DESCRIPTION OF THE TASK | From the proposal below on guaranteeing PodDisruptionBudget during preemption, list every API field it names.

[start PASSAGE PROVIDED]

KEP-3280: Guarantee PodDisruptionBudget When Preemption Happens
KEP-3280: Guarantee PodDisruptionBudget When Preemption Happens
- Release Signoff Checklist
- Summary
- Motivation
- Proposal
- Design Details
- Production Readiness Review Questionnaire
- Implementation History
- Drawbacks
- Alternatives
- Infrastructure Needed (Optional)
Release Signoff Checklist
Items marked with (R) are required prior to targeting to a milestone / release.
- (R) Enhancement issue in release milestone, which links to KEP dir in kubernetes/enhancements (not the initial KEP PR)
- (R) KEP approvers have approved the KEP status as
implementable - (R) Design details are appropriately documented
- (R) Test plan is in place, giving consideration to SIG Architecture and SIG Testing input (including test refactors)
- e2e Tests for all Beta API Operations (endpoints)
- (R) Ensure GA e2e tests meet requirements for Conformance Tests
- (R) Minimum Two Week Window for GA e2e tests to prove flake free
- (R) Graduation criteria is in place
- (R) all GA Endpoints must be hit by Conformance Tests
- (R) Production readiness review completed
- (R) Production readiness review approved
- “Implementation History” section is up-to-date for milestone
- User-facing documentation has been created in kubernetes/website , for publication to kubernetes.io
- Supporting documentation—e.g., additional design documents, links to mailing list discussions/SIG meetings, relevant PRs/issues, release notes
Summary
This design proposal suggests adding a field AllowDisruptionByPriorityGreaterThanOrEqual in the PriorityClass API
to explicitly indicate that PodDisruptionBudget of the pods corresponding to this priorty class can only be
violated by pods with the priority value greater than or equal to the value of AllowDisruptionByPriorityGreaterThanOrEqual
during the scheduler preemption process, this proposal allows cluster administrators to define PriorityClasses that restrict
PDB violations during preemption to satisfy the needs for high availability of services during scheduler preemption due to
some reasons such as high availability of services(https://github.com/kubernetes/kubernetes/issues/91492#issuecomment-1029484252)
.
Motivation
PodDisruptionBudget (PDB) is used to limit the number of concurrent disruptions that your application experiences,
allowing for high availability. Users can set the field .spec.maxUnavailable or .spec.minAvailable to declare
the current minimum availability or maximum unavailability to be maintained after eviction.
However, there is currently an issue where the kube-scheduler does not strictly guarantee PDBs during the preemption process. The scheduler supports PDBs when preempting pods, but the adherence to PDBs is best effort. The scheduler attempts to select victims whose PDBs are not violated during preemption, but if no such victims are found, preemption will still take place, resulting in the removal of lower-priority pods despite their PDBs being violated.

[end PASSAGE PROVIDED]
[start DATA ENTRIES]

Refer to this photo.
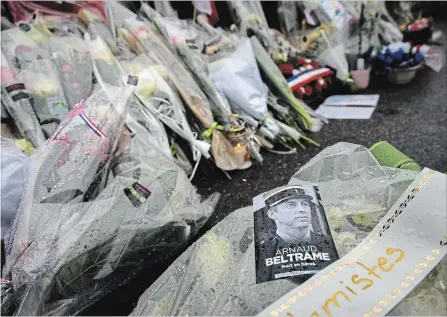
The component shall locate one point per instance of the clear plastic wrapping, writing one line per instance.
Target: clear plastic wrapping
(100, 206)
(17, 102)
(144, 40)
(41, 80)
(14, 171)
(216, 275)
(74, 65)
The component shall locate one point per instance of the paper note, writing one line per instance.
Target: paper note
(352, 100)
(292, 235)
(339, 112)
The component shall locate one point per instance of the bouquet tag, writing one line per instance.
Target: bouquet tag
(292, 236)
(384, 268)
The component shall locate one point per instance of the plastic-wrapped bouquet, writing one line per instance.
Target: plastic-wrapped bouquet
(100, 205)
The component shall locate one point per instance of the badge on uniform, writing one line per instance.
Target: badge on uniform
(292, 236)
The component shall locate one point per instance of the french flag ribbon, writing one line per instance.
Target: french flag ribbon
(307, 76)
(92, 126)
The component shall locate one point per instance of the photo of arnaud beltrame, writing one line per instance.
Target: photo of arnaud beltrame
(292, 236)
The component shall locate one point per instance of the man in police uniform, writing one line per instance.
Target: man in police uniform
(292, 210)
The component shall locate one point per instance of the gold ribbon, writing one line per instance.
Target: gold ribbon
(207, 133)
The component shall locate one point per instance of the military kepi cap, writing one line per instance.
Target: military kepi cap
(285, 194)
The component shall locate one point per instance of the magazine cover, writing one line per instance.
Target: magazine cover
(292, 236)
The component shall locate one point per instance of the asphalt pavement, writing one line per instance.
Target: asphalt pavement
(412, 117)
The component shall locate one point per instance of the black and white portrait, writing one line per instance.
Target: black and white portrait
(292, 237)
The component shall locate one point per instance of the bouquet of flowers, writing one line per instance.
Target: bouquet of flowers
(74, 64)
(143, 40)
(100, 206)
(17, 102)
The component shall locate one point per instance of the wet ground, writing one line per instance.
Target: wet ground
(412, 117)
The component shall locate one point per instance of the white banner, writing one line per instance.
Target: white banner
(382, 270)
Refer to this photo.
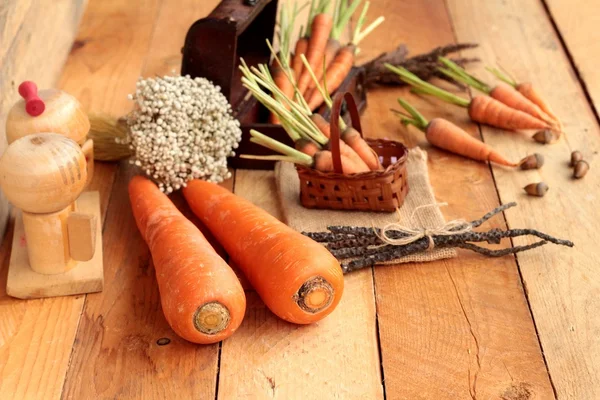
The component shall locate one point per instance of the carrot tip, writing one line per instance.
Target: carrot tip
(316, 294)
(211, 318)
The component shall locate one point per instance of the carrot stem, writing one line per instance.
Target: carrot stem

[end DATA ENTRIES]

REPLY TO THE TASK |
- AllowDisruptionByPriorityGreaterThanOrEqual (proposed for the PriorityClass API)
- .spec.maxUnavailable
- .spec.minAvailable